Problem details -> Rescale the records below by rewriting every line, including the lines that ask for points, with each point coordinate in the answers multiplied by 0.25 and rounded to a whole number (halves round up). Leave the pictures out of your answer.

Material ->
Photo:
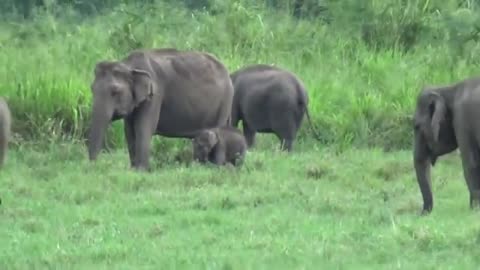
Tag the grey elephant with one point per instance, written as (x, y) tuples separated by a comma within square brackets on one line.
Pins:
[(164, 92), (269, 99), (220, 145), (444, 120), (5, 129)]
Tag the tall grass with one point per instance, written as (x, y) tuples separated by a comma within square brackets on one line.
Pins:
[(361, 94)]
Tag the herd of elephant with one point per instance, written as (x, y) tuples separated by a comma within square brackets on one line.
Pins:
[(191, 94)]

Final result ->
Photo:
Tag the grey elephant with one point per instance, written as (x, y) tuples separated by a comma within square brackets on one line.
Pins:
[(41, 23), (67, 25), (55, 36), (111, 30), (1, 32)]
Tag the tall grass with one point per instance, written as (x, y) tuples separated by a comma within square brackets on one line.
Pins:
[(90, 24)]
Tag the herd of elephant with one point per instance, written as (x, y) tuples separated by a comma within square brackets on one line.
Pins:
[(48, 24)]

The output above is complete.